§ Data to use
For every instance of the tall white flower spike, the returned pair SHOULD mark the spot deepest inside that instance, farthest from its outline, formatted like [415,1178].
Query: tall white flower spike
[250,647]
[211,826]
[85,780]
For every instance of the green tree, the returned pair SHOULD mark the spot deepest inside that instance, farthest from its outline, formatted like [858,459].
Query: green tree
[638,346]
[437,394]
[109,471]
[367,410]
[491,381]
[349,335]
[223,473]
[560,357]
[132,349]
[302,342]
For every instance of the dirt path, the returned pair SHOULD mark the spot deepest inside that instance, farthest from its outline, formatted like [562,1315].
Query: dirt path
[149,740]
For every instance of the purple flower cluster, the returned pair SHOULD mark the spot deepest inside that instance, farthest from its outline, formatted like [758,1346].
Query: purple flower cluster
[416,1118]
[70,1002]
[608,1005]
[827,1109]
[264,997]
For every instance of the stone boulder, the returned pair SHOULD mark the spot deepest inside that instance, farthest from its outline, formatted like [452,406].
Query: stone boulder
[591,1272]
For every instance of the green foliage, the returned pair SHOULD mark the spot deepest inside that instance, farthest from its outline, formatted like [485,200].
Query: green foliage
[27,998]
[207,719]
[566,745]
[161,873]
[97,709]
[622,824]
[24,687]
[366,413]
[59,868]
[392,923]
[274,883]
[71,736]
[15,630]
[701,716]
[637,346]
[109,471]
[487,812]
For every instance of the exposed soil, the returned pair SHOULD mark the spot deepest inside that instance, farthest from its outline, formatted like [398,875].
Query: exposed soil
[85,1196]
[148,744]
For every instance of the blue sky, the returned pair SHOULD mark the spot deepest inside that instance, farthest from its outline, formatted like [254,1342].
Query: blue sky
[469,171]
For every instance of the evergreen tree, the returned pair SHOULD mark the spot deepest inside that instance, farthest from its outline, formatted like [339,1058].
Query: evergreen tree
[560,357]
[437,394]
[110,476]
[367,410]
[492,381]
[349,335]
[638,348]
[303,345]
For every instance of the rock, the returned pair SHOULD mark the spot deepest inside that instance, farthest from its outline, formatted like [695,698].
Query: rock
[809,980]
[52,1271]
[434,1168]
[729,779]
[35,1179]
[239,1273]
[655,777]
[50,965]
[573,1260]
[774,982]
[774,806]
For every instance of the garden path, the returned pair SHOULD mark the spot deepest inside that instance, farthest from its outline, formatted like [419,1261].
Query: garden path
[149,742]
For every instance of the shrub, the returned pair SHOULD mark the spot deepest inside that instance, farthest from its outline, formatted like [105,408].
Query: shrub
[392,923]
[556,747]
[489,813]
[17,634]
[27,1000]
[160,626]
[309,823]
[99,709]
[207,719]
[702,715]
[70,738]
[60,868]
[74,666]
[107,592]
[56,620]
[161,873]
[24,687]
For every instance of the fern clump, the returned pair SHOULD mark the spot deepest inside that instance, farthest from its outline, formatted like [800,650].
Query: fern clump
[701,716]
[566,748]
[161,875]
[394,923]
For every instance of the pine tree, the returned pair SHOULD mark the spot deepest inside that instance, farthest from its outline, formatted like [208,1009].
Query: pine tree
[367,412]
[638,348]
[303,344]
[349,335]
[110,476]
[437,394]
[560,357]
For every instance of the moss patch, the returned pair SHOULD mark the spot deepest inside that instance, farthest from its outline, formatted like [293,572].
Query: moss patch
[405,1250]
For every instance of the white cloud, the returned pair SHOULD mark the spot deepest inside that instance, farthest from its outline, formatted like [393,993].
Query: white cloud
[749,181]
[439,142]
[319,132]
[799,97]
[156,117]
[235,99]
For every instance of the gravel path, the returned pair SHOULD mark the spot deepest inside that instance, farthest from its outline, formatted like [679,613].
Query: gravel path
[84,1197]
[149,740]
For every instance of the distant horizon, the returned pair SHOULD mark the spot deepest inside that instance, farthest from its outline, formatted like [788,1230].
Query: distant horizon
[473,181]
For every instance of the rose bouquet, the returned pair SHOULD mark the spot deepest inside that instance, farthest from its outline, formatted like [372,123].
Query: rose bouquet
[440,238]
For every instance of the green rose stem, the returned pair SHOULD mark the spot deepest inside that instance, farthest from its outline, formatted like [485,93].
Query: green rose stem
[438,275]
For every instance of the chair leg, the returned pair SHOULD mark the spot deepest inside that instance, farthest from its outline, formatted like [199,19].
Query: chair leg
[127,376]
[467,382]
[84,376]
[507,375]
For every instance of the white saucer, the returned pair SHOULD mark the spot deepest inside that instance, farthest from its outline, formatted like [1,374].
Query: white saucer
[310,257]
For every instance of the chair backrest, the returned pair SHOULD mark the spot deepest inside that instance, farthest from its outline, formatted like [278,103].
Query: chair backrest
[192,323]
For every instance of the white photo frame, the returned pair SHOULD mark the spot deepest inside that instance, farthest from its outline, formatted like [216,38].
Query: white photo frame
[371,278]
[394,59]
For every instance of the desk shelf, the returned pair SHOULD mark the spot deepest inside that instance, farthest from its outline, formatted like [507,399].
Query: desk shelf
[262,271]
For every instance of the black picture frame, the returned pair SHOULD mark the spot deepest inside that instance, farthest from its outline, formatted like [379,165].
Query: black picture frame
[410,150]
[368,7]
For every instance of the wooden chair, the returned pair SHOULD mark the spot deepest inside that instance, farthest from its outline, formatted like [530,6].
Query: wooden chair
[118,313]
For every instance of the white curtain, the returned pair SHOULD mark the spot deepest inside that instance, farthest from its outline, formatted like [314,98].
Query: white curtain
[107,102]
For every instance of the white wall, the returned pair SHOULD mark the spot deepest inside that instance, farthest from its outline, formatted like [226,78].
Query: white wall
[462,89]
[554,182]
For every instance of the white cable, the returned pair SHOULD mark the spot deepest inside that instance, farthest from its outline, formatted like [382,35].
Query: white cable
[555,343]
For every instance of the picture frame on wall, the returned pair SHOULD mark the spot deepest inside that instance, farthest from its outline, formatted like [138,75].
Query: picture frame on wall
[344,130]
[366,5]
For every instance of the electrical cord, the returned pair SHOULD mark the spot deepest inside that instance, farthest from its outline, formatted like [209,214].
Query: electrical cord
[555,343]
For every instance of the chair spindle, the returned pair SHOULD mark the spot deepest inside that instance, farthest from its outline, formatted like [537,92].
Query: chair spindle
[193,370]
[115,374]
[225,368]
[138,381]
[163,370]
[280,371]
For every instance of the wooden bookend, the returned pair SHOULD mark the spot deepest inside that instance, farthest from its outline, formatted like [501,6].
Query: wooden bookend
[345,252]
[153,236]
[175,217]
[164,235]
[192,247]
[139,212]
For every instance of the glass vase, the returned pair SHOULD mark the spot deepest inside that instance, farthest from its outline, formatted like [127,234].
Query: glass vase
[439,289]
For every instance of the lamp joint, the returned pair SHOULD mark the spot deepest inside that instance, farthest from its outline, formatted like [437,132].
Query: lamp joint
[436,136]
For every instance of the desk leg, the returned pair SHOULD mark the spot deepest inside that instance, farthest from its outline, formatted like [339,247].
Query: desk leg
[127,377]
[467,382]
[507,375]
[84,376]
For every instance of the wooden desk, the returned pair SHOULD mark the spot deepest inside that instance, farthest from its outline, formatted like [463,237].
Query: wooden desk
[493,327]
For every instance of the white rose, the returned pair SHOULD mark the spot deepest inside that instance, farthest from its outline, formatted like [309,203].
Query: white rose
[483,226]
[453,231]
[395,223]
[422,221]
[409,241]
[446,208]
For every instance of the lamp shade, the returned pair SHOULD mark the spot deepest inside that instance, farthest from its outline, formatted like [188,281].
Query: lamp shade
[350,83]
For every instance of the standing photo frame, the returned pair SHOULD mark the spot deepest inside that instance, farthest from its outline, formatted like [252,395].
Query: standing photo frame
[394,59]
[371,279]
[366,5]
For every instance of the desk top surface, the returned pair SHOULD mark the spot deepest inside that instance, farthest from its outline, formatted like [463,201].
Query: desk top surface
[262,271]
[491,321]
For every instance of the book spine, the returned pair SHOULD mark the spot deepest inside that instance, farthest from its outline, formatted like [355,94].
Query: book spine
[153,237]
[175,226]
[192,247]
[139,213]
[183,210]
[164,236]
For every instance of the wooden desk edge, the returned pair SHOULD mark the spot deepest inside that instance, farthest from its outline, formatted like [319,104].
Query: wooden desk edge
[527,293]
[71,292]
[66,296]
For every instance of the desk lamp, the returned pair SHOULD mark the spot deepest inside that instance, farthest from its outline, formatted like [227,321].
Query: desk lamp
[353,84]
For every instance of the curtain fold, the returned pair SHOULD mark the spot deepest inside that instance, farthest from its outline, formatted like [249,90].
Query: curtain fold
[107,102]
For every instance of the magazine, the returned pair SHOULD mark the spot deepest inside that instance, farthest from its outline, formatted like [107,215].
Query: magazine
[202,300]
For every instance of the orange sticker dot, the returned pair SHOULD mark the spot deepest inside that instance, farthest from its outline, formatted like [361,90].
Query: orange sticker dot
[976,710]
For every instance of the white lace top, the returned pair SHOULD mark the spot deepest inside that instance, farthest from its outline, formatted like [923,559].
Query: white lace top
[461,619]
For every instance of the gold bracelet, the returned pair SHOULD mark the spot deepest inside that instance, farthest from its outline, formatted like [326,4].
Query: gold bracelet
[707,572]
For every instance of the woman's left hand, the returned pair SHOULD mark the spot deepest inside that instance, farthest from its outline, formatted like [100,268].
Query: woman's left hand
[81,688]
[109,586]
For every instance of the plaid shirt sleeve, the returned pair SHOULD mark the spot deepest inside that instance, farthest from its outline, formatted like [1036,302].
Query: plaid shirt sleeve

§ Task description
Using the data above, reproduce exactly the lines between those holding "Query: wooden desk edge" and "For every instance of the gold", inclusive, and no others.

§ Exercise solution
Query: wooden desk edge
[527,293]
[71,292]
[66,296]
For every instance of the desk lamp, the returned pair SHOULD mark the spot deepest inside that instance, farthest from its outline, formatted like [227,321].
Query: desk lamp
[353,84]
For every instance of the curtain fold, the returned pair SHOULD mark the spot deepest inside that instance, farthest from its outline, formatted like [249,90].
Query: curtain fold
[107,102]
For every instance of the magazine, the returned pair SHOULD mark the spot deepest inside that instance, farthest from its outline, formatted like [107,215].
Query: magazine
[202,300]
For every instance of the orange sticker dot, the returned pair SHOULD mark the spot deepest inside that instance, farthest from its outline, formatted like [361,90].
Query: orange sticker dot
[976,710]
For every instance of the white lace top, the returned pair SHOULD mark the spot deepest inside that instance, farthest from its outline, formatted like [923,559].
Query: white lace top
[461,619]
For every instance of the gold bracelet, the returned pair SHOULD mark the spot deepest inside that instance, farthest from its outline, formatted like [326,4].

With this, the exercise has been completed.